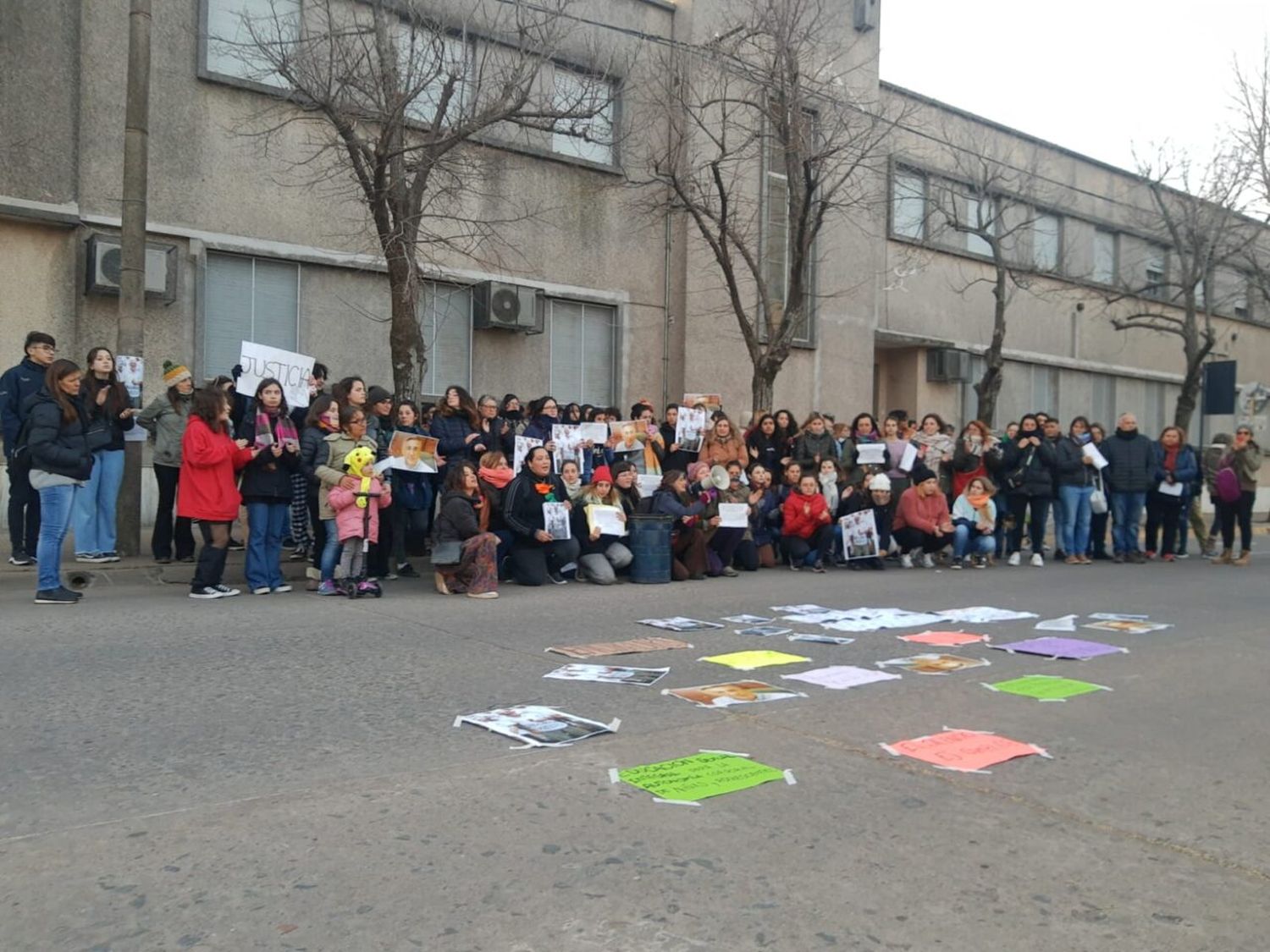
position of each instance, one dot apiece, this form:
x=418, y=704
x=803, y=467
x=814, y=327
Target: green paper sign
x=700, y=776
x=1046, y=687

• **Task prompt**
Leave out the images and write out the listing above exactly.

• **Expected answer**
position of each instance, one dot apiece, this form:
x=418, y=704
x=803, y=467
x=814, y=327
Target: green paper sign
x=700, y=776
x=1046, y=687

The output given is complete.